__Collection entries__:
-.-.-

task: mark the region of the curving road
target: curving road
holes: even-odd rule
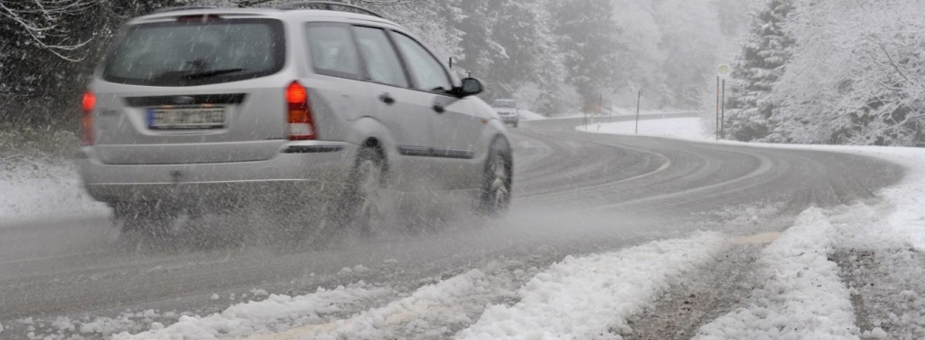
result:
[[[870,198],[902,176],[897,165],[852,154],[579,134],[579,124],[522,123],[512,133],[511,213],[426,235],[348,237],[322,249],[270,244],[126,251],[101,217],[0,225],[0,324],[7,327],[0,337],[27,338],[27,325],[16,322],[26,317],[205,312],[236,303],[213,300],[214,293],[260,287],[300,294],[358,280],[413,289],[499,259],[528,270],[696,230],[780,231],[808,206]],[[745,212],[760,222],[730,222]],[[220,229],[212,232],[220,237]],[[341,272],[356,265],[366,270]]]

-.-.-

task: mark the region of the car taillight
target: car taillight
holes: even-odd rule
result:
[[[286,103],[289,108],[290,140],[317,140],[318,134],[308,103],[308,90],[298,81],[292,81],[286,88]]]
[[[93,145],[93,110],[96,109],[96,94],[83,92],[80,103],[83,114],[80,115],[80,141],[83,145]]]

-.-.-

__EXERCISE BRIEF__: Count the lines above that contain the word "road". Reply with the number alone.

__WRITTEN SOLUTION__: 2